• Extracted data
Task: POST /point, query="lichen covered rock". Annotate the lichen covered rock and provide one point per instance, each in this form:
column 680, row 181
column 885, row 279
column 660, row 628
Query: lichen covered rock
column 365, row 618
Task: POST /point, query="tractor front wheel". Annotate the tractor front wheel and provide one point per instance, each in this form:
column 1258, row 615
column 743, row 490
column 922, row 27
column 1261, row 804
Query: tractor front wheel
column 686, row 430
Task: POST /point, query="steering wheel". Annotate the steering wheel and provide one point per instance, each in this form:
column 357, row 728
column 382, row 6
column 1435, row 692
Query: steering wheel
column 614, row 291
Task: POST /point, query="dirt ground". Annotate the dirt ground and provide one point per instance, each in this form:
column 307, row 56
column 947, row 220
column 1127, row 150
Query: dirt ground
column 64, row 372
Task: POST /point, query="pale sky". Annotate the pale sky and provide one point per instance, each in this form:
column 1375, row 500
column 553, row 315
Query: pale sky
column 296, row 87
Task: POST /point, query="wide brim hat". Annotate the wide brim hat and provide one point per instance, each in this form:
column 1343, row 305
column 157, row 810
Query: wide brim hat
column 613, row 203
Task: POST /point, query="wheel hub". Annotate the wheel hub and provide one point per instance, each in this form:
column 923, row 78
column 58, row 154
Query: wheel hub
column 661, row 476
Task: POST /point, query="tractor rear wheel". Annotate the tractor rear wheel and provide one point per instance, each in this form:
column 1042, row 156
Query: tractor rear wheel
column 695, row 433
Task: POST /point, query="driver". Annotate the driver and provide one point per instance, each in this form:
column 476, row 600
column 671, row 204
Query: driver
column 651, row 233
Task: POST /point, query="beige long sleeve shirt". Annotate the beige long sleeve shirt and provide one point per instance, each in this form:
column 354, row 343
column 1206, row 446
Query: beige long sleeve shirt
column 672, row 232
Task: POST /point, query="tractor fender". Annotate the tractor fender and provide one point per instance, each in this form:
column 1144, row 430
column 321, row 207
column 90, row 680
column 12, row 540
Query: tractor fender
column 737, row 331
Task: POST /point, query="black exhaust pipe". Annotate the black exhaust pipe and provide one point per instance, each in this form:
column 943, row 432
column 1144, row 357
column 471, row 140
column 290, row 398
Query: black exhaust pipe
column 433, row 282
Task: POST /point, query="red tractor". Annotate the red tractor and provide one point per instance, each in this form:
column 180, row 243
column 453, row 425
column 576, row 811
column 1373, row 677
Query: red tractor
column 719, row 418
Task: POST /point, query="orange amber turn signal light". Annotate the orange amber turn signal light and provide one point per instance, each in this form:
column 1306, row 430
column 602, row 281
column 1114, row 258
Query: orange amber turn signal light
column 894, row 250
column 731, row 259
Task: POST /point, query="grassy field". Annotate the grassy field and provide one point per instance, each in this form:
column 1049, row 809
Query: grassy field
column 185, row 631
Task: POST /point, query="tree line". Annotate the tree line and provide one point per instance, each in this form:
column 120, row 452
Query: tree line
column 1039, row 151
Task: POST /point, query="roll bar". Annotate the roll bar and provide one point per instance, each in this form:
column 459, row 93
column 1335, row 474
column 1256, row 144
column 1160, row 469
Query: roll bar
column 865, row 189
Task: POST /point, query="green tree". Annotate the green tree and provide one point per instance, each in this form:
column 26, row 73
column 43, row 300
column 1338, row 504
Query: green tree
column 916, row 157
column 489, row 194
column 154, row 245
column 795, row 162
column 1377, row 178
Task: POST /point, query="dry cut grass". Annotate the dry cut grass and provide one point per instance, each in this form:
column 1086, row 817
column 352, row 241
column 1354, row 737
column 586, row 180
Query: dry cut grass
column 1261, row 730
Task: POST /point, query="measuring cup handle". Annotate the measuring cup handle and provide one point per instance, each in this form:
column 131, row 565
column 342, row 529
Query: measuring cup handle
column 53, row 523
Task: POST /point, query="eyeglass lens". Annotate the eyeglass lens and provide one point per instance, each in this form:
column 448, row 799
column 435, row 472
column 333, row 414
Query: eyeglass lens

• What the exercise asks
Update all the records above by replacing every "instance" with "occurrence", and leave everything else as it is.

• Solution to the exercise
Task: POST /point, query="lichen covered rock". Annotate the lichen covered rock and provide one point per occurrence, each in this form:
column 680, row 181
column 885, row 279
column 660, row 628
Query: lichen covered rock
column 365, row 618
Task: POST /point, query="tractor front wheel". Annotate the tractor front wheel and provide one point per occurrence, each in this form:
column 1258, row 615
column 743, row 490
column 922, row 27
column 1261, row 804
Query: tractor front wheel
column 686, row 430
Task: POST /point, query="steering wheel". Annotate the steering wheel and provide one point per occurrence, each in this form:
column 357, row 728
column 382, row 6
column 1435, row 692
Query: steering wheel
column 614, row 291
Task: POST /point, query="dirt ground". Annotate the dirt ground and provide one point per occurrence, each in this form:
column 307, row 56
column 947, row 220
column 1127, row 150
Query: dirt ground
column 64, row 372
Task: POST /point, query="pale sky". Annotate the pale sky and provide one point per occurrence, each in this form:
column 1375, row 500
column 553, row 315
Query: pale sky
column 296, row 87
Task: POST /point, query="wide brim hat". Annotate the wide brim hat and provide one point per occurrence, each in this form:
column 1343, row 305
column 157, row 810
Query: wide brim hat
column 613, row 203
Task: POST /point, query="wheel hub". Annotate the wheel hub and provide one point per occurrence, each in this form:
column 923, row 78
column 58, row 154
Query: wheel hub
column 661, row 476
Task: POST /point, query="tractor rear wheel". Annotate the tractor rear wheel and provide one point per occurrence, each in this form:
column 1042, row 156
Query: tractor rear wheel
column 695, row 433
Task: POST /point, query="driver". Annotate the driver and provide one point per occurrence, each in this form:
column 476, row 600
column 671, row 204
Query: driver
column 651, row 233
Task: POST /point, query="beige long sleeve shirt". Annotate the beige long sleeve shirt and provide one point per occurrence, each in this form:
column 354, row 343
column 1206, row 446
Query: beige long sleeve shirt
column 672, row 232
Task: POST /point, query="tractor fender". Annotate the tractor fender and provide one point per occurrence, each in this form:
column 1144, row 430
column 321, row 207
column 90, row 680
column 12, row 540
Query: tractor fender
column 737, row 331
Task: POST /point, query="black exhaust pipe". Annotate the black exhaust pipe and provide one point per occurrence, each in this form:
column 943, row 432
column 1144, row 357
column 471, row 140
column 290, row 398
Query: black exhaust pipe
column 433, row 282
Task: POST /point, query="red tractor". Annotate the red tractor and provide one point per occurrence, each in this form:
column 180, row 243
column 453, row 425
column 576, row 811
column 1373, row 677
Query: red tractor
column 719, row 418
Task: POST /point, query="orange amber turn signal light". Annotate the orange amber turn signal light and provide one point per occurrence, each in this form:
column 1306, row 430
column 602, row 281
column 1114, row 258
Query: orange amber turn signal light
column 894, row 250
column 731, row 259
Task: POST /point, query="grassy field". Annotate the grassy field and provide one point per occurrence, each in this form:
column 1049, row 809
Query: grassy field
column 185, row 631
Task: POST /point, query="tree line". Annotate the tree line and provide one point per occurrence, each in this form:
column 120, row 452
Query: tree line
column 1039, row 151
Task: POST /point, query="roll bar". Annotate the roll bar and provide one point per occurrence, each in this form:
column 459, row 93
column 1335, row 474
column 1256, row 144
column 1160, row 469
Query: roll bar
column 865, row 189
Task: POST /point, query="green tree". Annotate the green tree and provide one point per occurrence, each in this form:
column 26, row 73
column 43, row 300
column 1338, row 504
Query: green tree
column 916, row 157
column 489, row 194
column 154, row 245
column 795, row 162
column 1377, row 178
Task: POST /point, query="dry cut grass". Annotate the dry cut grass and provide one point per occurrence, each in this form:
column 1086, row 817
column 352, row 241
column 1354, row 737
column 586, row 180
Query: dry cut grass
column 1261, row 730
Task: POST /point, query="measuring cup handle". Annotate the measuring cup handle and provide one point per occurrence, each in this form:
column 131, row 565
column 342, row 529
Query: measuring cup handle
column 53, row 523
Task: POST /point, query="eyeglass lens". Annotate the eyeglass lens and provide one point per occurrence, each in this form:
column 448, row 799
column 435, row 472
column 333, row 414
Query: eyeglass lens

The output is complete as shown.